▶ _Record excerpts_:
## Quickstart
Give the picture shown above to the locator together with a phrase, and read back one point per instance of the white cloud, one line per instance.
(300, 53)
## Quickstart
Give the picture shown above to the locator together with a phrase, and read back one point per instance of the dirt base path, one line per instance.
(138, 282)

▶ _Your instructions_: Put every line of the rows above into a JSON list of strings, one string per line, and leave out any blank lines.

▶ _Solved problem_:
[
  "## Quickstart",
  "Give the picture shown above to the locator together with a phrase, and read back one point per instance of the white cloud, one line per instance.",
  "(300, 53)",
  "## Quickstart",
  "Give the picture shown above to the locator together with a phrase, and read back one point per instance of the dirt base path, one line per instance.",
  "(138, 282)"
]